(Rows from an object pointing dataset)

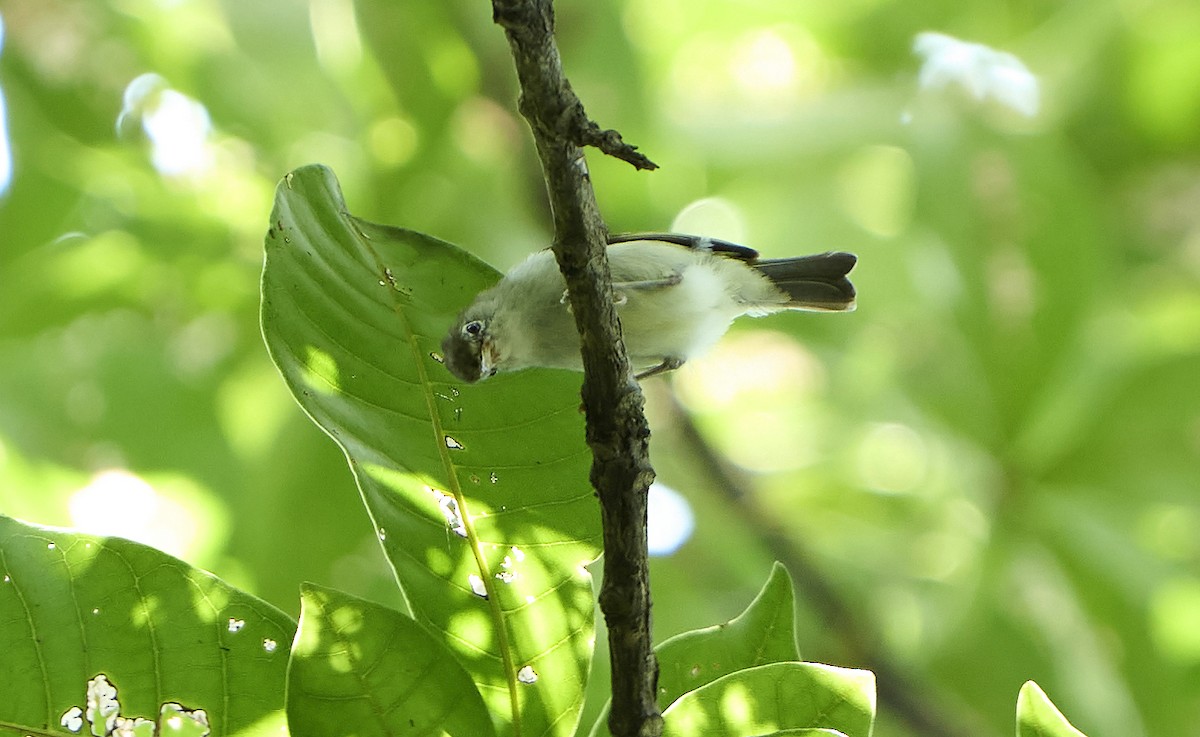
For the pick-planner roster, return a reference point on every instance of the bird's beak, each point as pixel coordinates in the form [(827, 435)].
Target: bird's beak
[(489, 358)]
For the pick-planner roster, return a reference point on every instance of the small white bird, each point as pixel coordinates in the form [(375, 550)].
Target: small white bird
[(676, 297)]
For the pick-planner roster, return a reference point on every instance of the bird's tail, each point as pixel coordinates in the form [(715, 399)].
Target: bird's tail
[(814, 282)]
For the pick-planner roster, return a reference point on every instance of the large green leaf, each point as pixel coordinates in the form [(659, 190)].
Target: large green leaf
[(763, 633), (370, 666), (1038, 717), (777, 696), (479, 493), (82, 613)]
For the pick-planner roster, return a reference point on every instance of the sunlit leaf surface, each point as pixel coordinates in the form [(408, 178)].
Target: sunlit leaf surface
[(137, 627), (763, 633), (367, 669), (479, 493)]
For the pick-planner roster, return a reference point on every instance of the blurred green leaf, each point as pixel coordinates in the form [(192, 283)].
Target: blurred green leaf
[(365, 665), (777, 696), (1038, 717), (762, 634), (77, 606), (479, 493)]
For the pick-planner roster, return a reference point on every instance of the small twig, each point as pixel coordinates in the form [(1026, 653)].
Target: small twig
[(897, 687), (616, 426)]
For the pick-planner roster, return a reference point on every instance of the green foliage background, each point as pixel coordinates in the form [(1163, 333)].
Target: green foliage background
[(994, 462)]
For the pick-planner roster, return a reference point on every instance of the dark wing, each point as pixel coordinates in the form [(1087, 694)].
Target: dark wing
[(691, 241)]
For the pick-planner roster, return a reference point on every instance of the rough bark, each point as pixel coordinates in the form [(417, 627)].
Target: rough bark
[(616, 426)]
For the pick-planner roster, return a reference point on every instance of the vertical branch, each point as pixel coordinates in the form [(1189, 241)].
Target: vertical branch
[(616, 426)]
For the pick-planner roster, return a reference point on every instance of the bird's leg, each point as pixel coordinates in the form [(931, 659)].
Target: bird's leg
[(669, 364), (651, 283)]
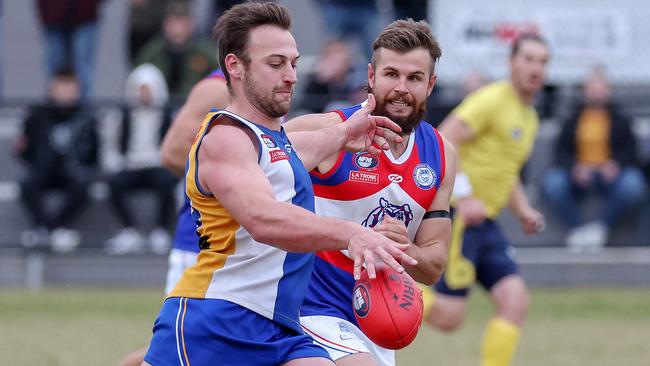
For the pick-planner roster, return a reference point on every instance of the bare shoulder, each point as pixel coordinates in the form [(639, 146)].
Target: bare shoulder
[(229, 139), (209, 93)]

→ Description of the task
Can you copy all of the material above word for word, leaving out the pictures?

→ Final result
For the pick-planner roster, return a reference point on every instance of the bird's beak, each point as pixel coordinates in the form [(827, 435)].
Target: bird's beak
[(489, 358)]
For the pick-planner roster, return a reference point on every instance of the small white bird, each point as pixel coordinates in the form [(375, 550)].
Target: small white bird
[(676, 297)]
For the pick-planner roster, return a reference point on every instance of the bird's tail, each point as pixel coordinates in the form [(715, 399)].
Target: bird's tail
[(814, 282)]
For the pick-planner roster, return a reference point on every instance of the large green leaf, each point as pixel coordinates in the form [(659, 190)].
Target: large green leaf
[(763, 633), (370, 666), (1038, 717), (777, 696), (479, 493), (82, 613)]
For the pick-planner roster, return a reference point on every instance of the sunlit leaf surface, each point as pixel coordinates in the form [(408, 178)].
Target: sunlit leaf surface
[(137, 627), (763, 633), (367, 669), (479, 493)]
For the pick-planner roster, return a reference point on every instance of the blurred green leaf, each point as pixel coordinates in the form [(192, 283)].
Target: blurred green leaf
[(365, 665), (777, 696), (1038, 717), (762, 634), (77, 606), (479, 493)]
For the pick-planner roster, return a reference point on every instance of the small twig, each point as pixel coordinates in the form [(1026, 653)].
Target: small twig
[(897, 687), (616, 426)]
For the pick-planner roster, return a reference point on every instance of the green foliage background, each point as pixel coordinates in the form [(1163, 333)].
Target: green foliage background
[(994, 462)]
For the pick-planner roster, return a reference point on every instance of the dark wing, each point as pixel coordinates in the form [(1087, 694)].
Target: dark wing
[(691, 241)]
For the pick-planner roster, return a reference point on every instance of the rough bark, each point as pixel coordinates in the form [(417, 627)].
Target: rough bark
[(616, 426)]
For the pick-planner roster, return a reference point on every instance of the vertical branch, each point as pixel coordinates in the form [(1189, 241)].
Target: vertical branch
[(616, 426)]
For the pick-planner roster, return a reference point on every instance of the bird's leg, each point as pixel coordinates in the form [(931, 659)].
Target: bird's leg
[(669, 364), (651, 283)]
For the pick-planner roster, return a reference point on every instance of the bare shoulder, each point as pixel coordinates in the form [(639, 146)].
Target: bare shoulder
[(229, 139), (209, 93)]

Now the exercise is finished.